[Referring expression data]

______________________________

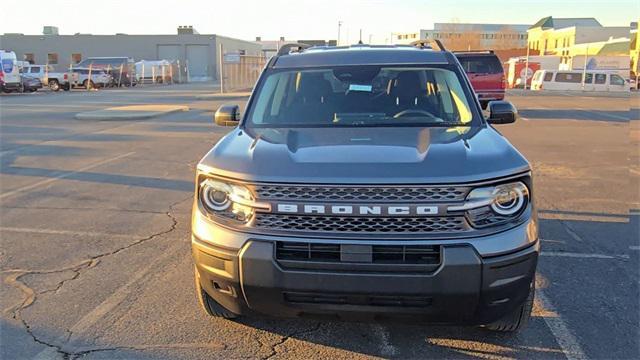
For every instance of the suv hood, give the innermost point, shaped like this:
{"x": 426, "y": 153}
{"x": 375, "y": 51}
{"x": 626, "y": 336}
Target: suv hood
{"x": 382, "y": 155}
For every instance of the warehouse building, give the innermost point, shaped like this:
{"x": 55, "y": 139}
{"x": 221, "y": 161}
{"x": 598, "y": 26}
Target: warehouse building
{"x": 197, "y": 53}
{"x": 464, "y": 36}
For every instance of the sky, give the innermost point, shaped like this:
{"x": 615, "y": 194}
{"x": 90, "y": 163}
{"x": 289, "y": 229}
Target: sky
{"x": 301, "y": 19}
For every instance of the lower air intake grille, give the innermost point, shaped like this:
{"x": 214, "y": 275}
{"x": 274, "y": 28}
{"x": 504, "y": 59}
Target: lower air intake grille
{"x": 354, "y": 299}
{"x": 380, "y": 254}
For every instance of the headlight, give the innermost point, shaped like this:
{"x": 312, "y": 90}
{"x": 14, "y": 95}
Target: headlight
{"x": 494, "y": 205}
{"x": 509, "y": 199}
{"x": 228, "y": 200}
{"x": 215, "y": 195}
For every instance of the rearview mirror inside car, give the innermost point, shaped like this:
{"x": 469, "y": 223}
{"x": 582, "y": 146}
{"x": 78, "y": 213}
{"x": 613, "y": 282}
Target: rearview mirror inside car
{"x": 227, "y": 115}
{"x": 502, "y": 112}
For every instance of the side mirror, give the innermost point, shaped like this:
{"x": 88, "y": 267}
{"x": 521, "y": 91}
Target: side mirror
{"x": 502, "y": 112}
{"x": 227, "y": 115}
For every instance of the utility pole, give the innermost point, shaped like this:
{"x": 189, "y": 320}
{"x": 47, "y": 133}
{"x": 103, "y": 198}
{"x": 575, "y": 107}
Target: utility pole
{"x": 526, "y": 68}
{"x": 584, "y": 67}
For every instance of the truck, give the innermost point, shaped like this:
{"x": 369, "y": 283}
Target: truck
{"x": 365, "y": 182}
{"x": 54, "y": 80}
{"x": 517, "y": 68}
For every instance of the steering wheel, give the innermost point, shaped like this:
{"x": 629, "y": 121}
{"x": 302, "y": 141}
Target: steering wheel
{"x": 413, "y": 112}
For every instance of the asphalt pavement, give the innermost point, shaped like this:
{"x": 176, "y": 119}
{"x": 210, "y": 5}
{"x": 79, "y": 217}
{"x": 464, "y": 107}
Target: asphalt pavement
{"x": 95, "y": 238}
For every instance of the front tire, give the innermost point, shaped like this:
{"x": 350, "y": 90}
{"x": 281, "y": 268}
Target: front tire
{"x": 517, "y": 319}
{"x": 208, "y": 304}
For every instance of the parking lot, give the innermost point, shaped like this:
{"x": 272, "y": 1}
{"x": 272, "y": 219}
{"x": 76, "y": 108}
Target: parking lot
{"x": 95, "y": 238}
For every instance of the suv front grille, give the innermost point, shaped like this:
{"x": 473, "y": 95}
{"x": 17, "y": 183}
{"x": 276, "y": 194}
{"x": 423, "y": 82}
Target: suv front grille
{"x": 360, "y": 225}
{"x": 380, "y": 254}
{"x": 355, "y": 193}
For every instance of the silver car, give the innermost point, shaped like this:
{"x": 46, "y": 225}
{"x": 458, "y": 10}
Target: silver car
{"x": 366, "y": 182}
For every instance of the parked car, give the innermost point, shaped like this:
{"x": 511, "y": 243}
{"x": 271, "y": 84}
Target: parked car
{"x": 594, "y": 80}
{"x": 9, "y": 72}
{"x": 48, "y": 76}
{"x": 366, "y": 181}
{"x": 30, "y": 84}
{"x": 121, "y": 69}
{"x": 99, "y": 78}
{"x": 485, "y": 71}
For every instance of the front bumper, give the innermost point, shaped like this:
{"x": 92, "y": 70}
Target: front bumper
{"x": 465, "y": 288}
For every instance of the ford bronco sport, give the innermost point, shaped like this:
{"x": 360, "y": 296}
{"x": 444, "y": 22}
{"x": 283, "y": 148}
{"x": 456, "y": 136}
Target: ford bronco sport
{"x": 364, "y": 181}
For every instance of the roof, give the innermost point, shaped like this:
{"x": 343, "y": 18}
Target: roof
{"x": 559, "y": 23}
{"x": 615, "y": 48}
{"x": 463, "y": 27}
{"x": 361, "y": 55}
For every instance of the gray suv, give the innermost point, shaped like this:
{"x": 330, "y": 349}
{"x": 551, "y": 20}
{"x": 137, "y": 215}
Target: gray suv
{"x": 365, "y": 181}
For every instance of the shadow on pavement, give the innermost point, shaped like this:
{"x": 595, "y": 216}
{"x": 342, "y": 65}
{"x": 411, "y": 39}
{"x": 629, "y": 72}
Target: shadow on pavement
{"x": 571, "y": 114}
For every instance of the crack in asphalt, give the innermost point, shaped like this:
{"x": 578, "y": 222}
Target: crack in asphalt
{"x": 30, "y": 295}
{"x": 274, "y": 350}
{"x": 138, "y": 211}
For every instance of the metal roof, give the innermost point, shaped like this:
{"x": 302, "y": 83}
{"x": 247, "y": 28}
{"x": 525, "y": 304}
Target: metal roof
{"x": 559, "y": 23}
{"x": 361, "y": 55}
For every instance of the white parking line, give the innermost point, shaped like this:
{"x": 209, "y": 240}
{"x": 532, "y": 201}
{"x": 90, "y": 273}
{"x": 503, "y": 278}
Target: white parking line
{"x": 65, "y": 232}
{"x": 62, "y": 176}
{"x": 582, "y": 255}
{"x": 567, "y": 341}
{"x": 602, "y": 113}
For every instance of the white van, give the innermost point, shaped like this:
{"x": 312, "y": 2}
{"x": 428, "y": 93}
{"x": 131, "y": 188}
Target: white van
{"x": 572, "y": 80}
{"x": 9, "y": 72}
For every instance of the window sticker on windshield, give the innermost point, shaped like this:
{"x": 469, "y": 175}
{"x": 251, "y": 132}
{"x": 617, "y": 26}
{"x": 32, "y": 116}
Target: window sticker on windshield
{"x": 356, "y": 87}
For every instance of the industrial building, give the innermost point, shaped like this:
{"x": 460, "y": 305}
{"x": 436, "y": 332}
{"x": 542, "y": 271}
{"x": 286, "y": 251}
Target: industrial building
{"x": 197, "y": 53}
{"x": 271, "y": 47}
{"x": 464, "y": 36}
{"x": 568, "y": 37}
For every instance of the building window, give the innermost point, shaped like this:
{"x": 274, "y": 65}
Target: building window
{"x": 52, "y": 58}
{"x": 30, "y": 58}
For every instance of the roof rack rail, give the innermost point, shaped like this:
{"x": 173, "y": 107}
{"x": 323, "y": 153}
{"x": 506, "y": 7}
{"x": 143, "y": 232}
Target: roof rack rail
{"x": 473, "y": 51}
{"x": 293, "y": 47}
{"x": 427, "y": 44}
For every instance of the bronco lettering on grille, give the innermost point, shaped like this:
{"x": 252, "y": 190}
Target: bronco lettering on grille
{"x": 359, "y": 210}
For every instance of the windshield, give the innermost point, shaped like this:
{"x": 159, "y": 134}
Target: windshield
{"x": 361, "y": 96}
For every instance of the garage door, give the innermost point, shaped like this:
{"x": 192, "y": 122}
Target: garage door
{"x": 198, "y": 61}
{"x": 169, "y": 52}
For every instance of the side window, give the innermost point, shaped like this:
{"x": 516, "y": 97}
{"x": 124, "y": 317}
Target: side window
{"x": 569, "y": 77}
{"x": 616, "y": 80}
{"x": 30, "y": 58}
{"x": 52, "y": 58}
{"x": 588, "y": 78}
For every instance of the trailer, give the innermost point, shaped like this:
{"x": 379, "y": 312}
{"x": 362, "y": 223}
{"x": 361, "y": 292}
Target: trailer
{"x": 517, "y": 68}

______________________________

**Prompt**
The output should be exactly the lines above from the line containing "Target: front bumper" to the line containing "For every instance of the shadow", inclusive, with no other lines.

**Response box**
Target: front bumper
{"x": 465, "y": 288}
For every instance of the ford bronco sport, give the innermost point, shaped like this:
{"x": 360, "y": 296}
{"x": 444, "y": 22}
{"x": 283, "y": 148}
{"x": 456, "y": 136}
Target: ford bronco sport
{"x": 364, "y": 181}
For every instance of the roof, give the innermost point, shaped like this:
{"x": 343, "y": 18}
Target: roof
{"x": 559, "y": 23}
{"x": 615, "y": 48}
{"x": 463, "y": 27}
{"x": 361, "y": 55}
For every instance of the gray suv, give the innermost point, shaped like this:
{"x": 330, "y": 349}
{"x": 551, "y": 20}
{"x": 137, "y": 215}
Target: gray suv
{"x": 365, "y": 181}
For every instance of the shadow on pavement, give the innermost point, shaped like this:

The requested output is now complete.